PROBLEM STATEMENT = Which lines in the records contain the word "blue"? Report each such line in full, and count a match only when the case is the same.
═══ TASK MATERIAL ═══
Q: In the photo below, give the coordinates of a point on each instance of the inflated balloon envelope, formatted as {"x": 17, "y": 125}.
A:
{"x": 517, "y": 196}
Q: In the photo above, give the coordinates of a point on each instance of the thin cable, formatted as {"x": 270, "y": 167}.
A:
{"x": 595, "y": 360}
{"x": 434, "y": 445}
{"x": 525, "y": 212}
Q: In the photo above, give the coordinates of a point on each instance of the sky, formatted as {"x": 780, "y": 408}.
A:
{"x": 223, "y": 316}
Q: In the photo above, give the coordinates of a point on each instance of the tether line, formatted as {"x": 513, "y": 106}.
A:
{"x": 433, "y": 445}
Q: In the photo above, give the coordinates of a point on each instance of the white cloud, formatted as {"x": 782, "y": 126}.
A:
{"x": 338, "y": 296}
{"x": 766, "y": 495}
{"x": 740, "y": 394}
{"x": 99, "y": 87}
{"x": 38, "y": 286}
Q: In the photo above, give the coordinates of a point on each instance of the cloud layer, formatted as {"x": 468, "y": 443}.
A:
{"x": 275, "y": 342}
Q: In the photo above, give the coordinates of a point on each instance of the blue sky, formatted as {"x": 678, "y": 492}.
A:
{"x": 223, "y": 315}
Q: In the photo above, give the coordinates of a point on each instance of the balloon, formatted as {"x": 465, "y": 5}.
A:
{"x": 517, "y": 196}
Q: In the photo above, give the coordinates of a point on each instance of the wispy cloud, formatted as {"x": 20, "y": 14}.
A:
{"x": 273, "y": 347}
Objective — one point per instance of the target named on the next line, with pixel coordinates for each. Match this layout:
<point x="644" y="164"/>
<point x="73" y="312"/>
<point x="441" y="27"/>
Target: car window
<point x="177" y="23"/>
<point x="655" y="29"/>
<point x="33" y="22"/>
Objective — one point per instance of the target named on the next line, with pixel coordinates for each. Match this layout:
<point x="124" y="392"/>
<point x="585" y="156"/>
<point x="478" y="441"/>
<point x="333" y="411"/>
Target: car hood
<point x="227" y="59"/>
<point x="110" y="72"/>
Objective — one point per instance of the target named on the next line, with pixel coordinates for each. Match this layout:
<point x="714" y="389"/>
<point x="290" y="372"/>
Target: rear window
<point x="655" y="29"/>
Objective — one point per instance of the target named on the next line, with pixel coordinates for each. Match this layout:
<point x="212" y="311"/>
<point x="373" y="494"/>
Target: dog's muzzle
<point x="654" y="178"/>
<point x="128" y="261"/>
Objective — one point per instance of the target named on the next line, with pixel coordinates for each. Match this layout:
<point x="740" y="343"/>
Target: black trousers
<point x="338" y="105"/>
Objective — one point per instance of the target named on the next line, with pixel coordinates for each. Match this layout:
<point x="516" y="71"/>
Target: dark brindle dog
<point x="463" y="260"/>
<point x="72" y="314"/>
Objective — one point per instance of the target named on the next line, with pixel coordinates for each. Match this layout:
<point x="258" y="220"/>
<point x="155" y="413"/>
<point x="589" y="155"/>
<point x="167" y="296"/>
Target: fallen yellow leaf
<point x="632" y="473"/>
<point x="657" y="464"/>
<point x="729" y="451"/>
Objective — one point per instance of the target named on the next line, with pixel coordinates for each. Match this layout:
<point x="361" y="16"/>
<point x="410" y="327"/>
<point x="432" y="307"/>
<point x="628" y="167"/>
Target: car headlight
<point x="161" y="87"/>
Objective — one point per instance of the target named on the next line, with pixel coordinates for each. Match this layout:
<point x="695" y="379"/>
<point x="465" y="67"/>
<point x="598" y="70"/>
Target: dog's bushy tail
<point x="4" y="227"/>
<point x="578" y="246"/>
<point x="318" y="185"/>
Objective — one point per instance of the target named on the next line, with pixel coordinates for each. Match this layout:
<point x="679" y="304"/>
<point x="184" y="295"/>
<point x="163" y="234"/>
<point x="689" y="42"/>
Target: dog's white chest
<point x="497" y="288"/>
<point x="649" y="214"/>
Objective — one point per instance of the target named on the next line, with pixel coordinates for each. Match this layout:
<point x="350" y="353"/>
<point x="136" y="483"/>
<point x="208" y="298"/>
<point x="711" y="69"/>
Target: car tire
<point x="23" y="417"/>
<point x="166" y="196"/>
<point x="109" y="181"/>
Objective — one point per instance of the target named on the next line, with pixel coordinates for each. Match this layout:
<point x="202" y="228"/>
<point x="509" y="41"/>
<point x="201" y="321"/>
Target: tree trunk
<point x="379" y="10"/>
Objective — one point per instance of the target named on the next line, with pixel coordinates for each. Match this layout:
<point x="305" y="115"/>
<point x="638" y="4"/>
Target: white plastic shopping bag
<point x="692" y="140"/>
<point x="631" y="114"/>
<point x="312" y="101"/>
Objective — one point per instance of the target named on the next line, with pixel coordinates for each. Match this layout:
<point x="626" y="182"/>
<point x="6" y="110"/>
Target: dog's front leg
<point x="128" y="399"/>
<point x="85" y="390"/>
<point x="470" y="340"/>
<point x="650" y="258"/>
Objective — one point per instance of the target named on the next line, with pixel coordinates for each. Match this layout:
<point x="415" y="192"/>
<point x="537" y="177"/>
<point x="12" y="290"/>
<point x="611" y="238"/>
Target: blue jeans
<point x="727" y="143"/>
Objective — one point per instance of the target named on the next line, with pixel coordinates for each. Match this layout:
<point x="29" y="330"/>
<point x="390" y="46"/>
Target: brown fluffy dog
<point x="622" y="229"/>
═══
CORRECT OUTPUT =
Q: In the photo above, give the coordinates of a point on each instance of the blue sky, formatted as {"x": 678, "y": 492}.
Target: blue jeans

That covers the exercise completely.